_Try it:_
Reproduce, without any change, the span of lines from the opening of the records below to the line containing "rough mask: <svg", inclusive.

━━━━

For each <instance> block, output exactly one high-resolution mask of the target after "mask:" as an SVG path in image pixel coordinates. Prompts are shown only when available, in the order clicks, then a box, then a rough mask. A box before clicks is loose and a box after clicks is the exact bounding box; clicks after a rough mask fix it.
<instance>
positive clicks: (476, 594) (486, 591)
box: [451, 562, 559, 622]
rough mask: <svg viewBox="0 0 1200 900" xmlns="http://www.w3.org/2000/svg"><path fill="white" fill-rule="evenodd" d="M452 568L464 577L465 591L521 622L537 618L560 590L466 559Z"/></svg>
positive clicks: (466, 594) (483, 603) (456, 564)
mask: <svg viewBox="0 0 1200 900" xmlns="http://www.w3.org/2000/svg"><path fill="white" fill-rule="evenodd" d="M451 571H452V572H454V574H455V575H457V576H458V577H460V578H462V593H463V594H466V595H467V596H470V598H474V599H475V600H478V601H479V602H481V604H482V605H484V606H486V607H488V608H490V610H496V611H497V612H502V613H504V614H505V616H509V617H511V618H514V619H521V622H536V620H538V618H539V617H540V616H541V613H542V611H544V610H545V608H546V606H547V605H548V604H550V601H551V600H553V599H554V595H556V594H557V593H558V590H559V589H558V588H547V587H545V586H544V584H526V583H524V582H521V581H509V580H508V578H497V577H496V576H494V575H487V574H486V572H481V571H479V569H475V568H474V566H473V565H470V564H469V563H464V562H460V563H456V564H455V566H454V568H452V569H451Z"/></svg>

━━━━

_Exercise answer:_
For each <instance> block, output exactly one high-resolution mask of the target after "mask:" as an SVG path in image pixel coordinates. Prompts are shown only when available, in the order clicks, then a box, then a rough mask. A box before clicks is loose and a box after clicks is the exact bounding box; clicks after a rough mask fix it.
<instance>
positive clicks: (476, 594) (486, 591)
box: [451, 562, 559, 622]
rough mask: <svg viewBox="0 0 1200 900" xmlns="http://www.w3.org/2000/svg"><path fill="white" fill-rule="evenodd" d="M452 568L464 577L465 591L521 622L537 618L560 590L466 559Z"/></svg>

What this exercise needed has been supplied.